■ Activity
The line containing "q=red checkered dress" marks the end: quote every line from the start of the records below through it, word for word.

■ Records to use
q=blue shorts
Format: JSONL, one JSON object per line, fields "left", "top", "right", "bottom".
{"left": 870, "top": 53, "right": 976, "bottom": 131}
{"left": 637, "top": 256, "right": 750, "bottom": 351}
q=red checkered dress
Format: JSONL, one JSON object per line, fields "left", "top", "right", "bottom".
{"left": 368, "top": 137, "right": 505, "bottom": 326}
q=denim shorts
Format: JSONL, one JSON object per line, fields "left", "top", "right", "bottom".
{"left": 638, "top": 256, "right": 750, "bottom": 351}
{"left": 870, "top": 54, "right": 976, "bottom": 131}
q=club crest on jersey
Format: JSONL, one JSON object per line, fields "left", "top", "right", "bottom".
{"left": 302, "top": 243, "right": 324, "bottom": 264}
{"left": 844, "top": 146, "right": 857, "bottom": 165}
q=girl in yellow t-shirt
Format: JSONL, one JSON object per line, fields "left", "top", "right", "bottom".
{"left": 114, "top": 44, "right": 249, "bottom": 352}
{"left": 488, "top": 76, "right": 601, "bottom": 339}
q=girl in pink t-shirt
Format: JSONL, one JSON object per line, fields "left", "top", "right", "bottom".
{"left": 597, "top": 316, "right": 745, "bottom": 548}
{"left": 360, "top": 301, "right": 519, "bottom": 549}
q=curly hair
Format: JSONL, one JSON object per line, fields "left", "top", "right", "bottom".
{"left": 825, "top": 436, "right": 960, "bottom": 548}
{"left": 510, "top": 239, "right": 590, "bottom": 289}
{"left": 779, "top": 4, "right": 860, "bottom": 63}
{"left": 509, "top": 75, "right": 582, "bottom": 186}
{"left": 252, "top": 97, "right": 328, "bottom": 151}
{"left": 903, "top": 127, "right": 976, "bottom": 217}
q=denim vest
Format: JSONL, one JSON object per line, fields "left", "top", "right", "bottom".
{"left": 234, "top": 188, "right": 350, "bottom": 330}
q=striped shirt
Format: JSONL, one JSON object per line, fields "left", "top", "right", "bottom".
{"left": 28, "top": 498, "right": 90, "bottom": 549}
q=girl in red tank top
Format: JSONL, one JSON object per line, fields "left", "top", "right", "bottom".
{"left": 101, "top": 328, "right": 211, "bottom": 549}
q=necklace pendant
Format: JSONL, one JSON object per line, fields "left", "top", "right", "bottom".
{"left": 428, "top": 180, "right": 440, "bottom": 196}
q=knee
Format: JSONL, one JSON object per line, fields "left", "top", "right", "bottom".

■ Exercise response
q=blue shorts
Format: JSONL, one JSON object per line, fields "left", "top", "right", "bottom".
{"left": 870, "top": 53, "right": 976, "bottom": 131}
{"left": 637, "top": 256, "right": 750, "bottom": 351}
q=red checkered dress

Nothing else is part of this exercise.